◆ **TRAVAIL À RÉALISER**:
A: D'après le texte sur l'e-commerce en Algérie, pourquoi les spécialistes préconisaient-ils un e-commerce « B-2-B » et la vente de services de petits montants ? Répondez en une à trois phrases.
B: Poursuivez le texte sur l'e-commerce en Algérie à partir de sa dernière phrase.

◆ **TEXTE**:
____________________
Ce n’est peut-être pas leur but initial, mais tous ces sites marchands sur Internet vont pousser à assainir le véritable commerce dans la mesure où on exigera la même qualité de service que nous devrions retrouver sur ces mêmes sites. Encore que, on nous avait bien promis un eldorado d’emplois par milliers, des investissements en millions de dollars ou d’euros, un réel transfert technologique. Cet eldorado avait pour nom… « call-centers » !
Il y a bientôt trois ans ; nous nous demandions dans ces mêmes colonnes si l’Algérie était « capable » d’e-commerce et de paiement en ligne. Il y a un peu plus d’une semaine, la même question avait été posée de nouveau mais, cette fois-ci, par les acteurs qui vont tout compte fait apporter cette « réponse ». Si on remonte plus loin dans la chronologie des IT en Algérie, cela va faire maintenant plus d’une décennie que nous aurions dû avoir notre e-commerce et surtout notre e-paiement si le projet portugais avait abouti dès 1999. Et notre 3G d’ailleurs ! Mais ce n’est pas le cas. Toutefois, les premiers profils « téméraires » qui se sont tout de même lancés dans l’aventure d’un créneau nouveau ont commencé à voir le jour depuis 2009 et c’est véritablement dans un terrain inconnu qu’ils avancent depuis.
Les spécialistes ont longtemps préconisé un « e-commerce » orienté « B-2-B » (intra-professionnel) et la vente de services de petits montants, le but étant que cela serve de test grandeur nature et que la machine soit parfaitement rôdée.
Parlons-en…
Puis il y a eu Octave.biz. Très soutenue dans sa démarche de prospection et d’implantation par Ubifrance, agence spécialisée dans l’accompagnement des entreprises françaises à la recherche d’opportunités d’affaires à l’international, Octave.biz, depuis 2012, année de son implantation en Algérie, s’était montrée très offensive sur le segment qui est le sien.
C’est à elle que l’on doit ce qu’on peut appeler les premiers « états majors » de l’e-commerce, qu’elle avait organisés en réunissant les principaux jeunes entrepreneurs qui ont lancé, chacun selon sa compréhension et son interprétation du métier, des sites marchands sur le Web.
D’autres invités, des industriels et des institutionnels, avaient également répondu présent aux « Rencontres du e-commerce », deuxièmes du genre, les premières ayant été organisées de façon plus ou moins formelle en novembre dernier dans un cadre décontracté. Une « décontraction » qui n’a pas totalement marqué cette deuxième édition qui a vu des débats vifs, où on sentait le besoin de comprendre ce qu’est l’e-commerce, qui fait quoi et comment.
Faux fuyant ?
Prenons l’exemple de Mme Newel Benkritly, directrice générale de la Satim (Société d’automatisation des transactions interbancaires et monétiques), dont « l’obsession » est l’existence, claire, précise et impérative, d’une réglementation qui protège le consommateur qui achète sur Internet. Quelle réglementation ?
____________________
◆ **DONNÉES EXTRAITES**:
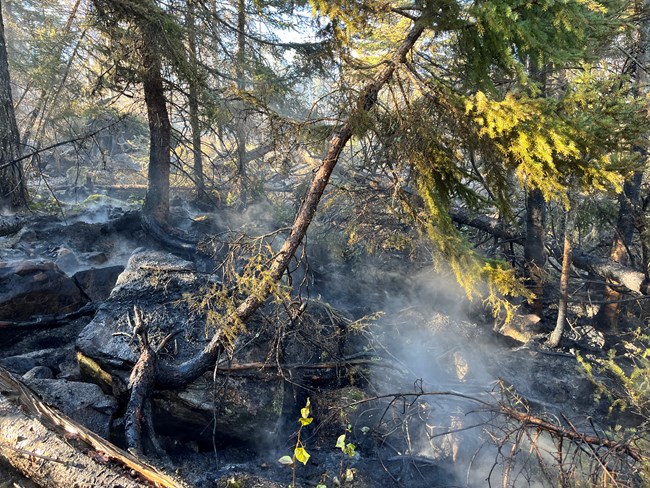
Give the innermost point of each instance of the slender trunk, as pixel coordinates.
(194, 106)
(629, 201)
(607, 316)
(13, 189)
(173, 376)
(240, 130)
(36, 117)
(556, 335)
(156, 202)
(534, 252)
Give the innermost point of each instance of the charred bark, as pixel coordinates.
(141, 383)
(534, 252)
(556, 335)
(629, 200)
(178, 375)
(29, 427)
(13, 188)
(607, 316)
(156, 202)
(193, 101)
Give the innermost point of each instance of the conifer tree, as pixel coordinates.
(13, 188)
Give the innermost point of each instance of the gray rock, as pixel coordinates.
(83, 402)
(67, 260)
(97, 283)
(36, 287)
(39, 372)
(162, 286)
(19, 364)
(50, 358)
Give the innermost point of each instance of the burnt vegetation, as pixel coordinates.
(324, 243)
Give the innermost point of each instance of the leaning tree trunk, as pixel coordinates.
(607, 317)
(240, 129)
(13, 190)
(156, 204)
(556, 335)
(193, 99)
(172, 376)
(534, 253)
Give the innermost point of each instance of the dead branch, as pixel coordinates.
(20, 405)
(569, 433)
(141, 383)
(171, 376)
(630, 278)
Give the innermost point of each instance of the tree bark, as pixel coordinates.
____________________
◆ **CORRIGÉ**:
A: Cette orientation devait servir de test grandeur nature. Elle devait aussi permettre que la machine soit parfaitement rôdée.

B:
Celle qui définit noir sur blanc tous les cas possibles et imaginables pour protéger le consommateur dans son acte d’achat en ligne et, ce faisant, son acte de paiement en ligne. Ce genre de détails à ne pas laisser au hasard comme le droit de rétractation, le droit de remboursement, le droit de remplacement, les procédures de règlement des litiges… Face à elle, des entrepreneurs, jeunes ou moins jeunes, qui, très attentifs, y sont allés de leurs arguments chacun et, encore une fois, de leur interprétation des choses. Pourtant, bien que Mme Benkritly ait raison de vouloir un terrain balisé pour l’activité de la vente en ligne, et bien que ses vis-à-vis ne « comprennent » pas pourquoi autant de temps, il n’en demeure pas moins que la question de la réglementation sonne quelque peu comme un « faux fuyant », tout comme ce fameux argument qui lie tout retard, voire tout échec dans le domaine des nouvelles technologies de l’information et de la communication, comprendre e-gouvernance, e-administration, e-commerce, e-paiement… à une « culture » réfractaire à tout changement induit par l’utilisation de nouvelles méthodes modernes de la vie courante.
Nous avons entendu le même raisonnement il n’y a pas quelques jours de la part d’un conseiller auprès du ministre de la Poste et des TIC qui intervenait dans une émission télévisée sur Canal Algérie.
Ce n’est ni plus ni moins qu’un « faux fuyant » qu’aucune étude anthropologique, sociale, psycho-sociale n’en a fait la démonstration ni même démontré la preuve.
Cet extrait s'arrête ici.